[start PASSAGE TO READ]

The Saturn V had five F-1 engines on the first stage, which was 33 feet wide. The entry point into the nozzles for those engines was about 1.7 feet across. (The wide end of the nozzle was a bit over 12 feet wide, but all the propellant mass had to make it through the little hole, too.)

Expand that by a factor of 550, and you wind up with a nozzle entry 930 feet across. This is a bit less than 4x the beam of a Ford-class carrier (365,000 tons, 1100 ft long) or oil supertanker (ULCC, 564,000 DWT, 1400 ft long). So, those ships are SM+13 to SM+14. Bump them to SM+15, 3x the dimensions, and they'd be just about big enough to hold our oversized SM+15 F1 rocket engine. (Not that there's any reason you'd have to have a spaceship shaped like they are -- you could easily make them wider and shorter without the drawbacks that has for an ocean vessel. But just for the sake of mental imagery...)

[end PASSAGE TO READ]

> LIST OF TASKS:
1. List every measurement in feet that the passage on scaling up the Saturn V engine gives, with what each one measures.
2. According to the passage on scaling up the Saturn V engine, how many F-1 engines were on the Saturn V first stage?
3. Carry the passage on scaling up the Saturn V engine forward from its last sentence.
The listing after this passage is separate material.

[start DATASET]

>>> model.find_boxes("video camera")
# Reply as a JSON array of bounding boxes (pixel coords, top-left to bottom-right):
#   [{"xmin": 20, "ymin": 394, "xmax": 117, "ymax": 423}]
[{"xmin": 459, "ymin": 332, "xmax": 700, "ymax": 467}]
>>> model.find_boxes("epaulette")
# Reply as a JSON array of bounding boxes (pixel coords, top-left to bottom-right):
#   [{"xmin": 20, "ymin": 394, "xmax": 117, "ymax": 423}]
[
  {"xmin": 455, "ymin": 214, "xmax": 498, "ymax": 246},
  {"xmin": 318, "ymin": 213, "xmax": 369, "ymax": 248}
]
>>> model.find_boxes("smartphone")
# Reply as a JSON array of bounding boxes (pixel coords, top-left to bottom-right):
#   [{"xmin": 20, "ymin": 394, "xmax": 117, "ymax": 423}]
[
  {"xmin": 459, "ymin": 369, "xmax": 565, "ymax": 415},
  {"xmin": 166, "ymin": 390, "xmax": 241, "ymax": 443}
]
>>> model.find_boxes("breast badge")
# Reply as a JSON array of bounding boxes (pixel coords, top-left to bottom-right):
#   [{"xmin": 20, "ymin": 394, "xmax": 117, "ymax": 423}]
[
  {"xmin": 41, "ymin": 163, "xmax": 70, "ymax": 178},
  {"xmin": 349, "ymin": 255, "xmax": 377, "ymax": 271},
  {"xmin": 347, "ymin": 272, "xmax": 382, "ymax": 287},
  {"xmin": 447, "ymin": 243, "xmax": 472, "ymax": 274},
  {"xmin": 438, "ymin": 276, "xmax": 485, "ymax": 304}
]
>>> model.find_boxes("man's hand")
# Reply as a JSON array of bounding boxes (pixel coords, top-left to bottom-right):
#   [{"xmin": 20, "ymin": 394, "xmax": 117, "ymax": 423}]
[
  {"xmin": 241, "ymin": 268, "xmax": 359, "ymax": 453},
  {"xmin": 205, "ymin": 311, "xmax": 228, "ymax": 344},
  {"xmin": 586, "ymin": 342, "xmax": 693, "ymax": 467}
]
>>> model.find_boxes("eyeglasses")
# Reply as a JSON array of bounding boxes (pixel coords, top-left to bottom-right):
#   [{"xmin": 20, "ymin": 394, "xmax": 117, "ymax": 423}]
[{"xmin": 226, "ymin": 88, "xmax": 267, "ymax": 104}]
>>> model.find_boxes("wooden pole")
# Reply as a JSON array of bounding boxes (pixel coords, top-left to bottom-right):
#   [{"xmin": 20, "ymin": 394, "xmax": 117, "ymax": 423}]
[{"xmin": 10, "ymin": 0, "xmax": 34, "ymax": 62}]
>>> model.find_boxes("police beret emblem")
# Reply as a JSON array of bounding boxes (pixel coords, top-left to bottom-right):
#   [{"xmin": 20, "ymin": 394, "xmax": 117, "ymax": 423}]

[end DATASET]

> ANSWERS FOR THIS EXERCISE:
1.
- 33 feet: width of the Saturn V first stage
- About 1.7 feet: entry point into the F-1 nozzles
- A bit over 12 feet: wide end of the nozzle
- 930 feet: nozzle entry after expansion by a factor of 550
- 1100 ft: length of a Ford-class carrier
- 1400 ft: length of an oil supertanker (ULCC)

2. Five.

3.
The BOTE numbers don't seem to indicate that the size in SS would be wildly out of whack. There's a square-cube relationship there with area-volume, but over the size range of interest, it doesn't look like it's running away quite yet.

As for thrust, 550 times the mass flow should mean 550x the thrust. So, 825M pounds of thrust. But the Saturn V weighed 3000 metric tons, so our comparison ships are only 120-190x as massive, or <600x the mass when scaled to SM+15. Even with only 1 RBF-1* engine, that's still about half a G of acceleration. Which seems to fall into line with the Saturn V, recalling that it had five engines in the first stage.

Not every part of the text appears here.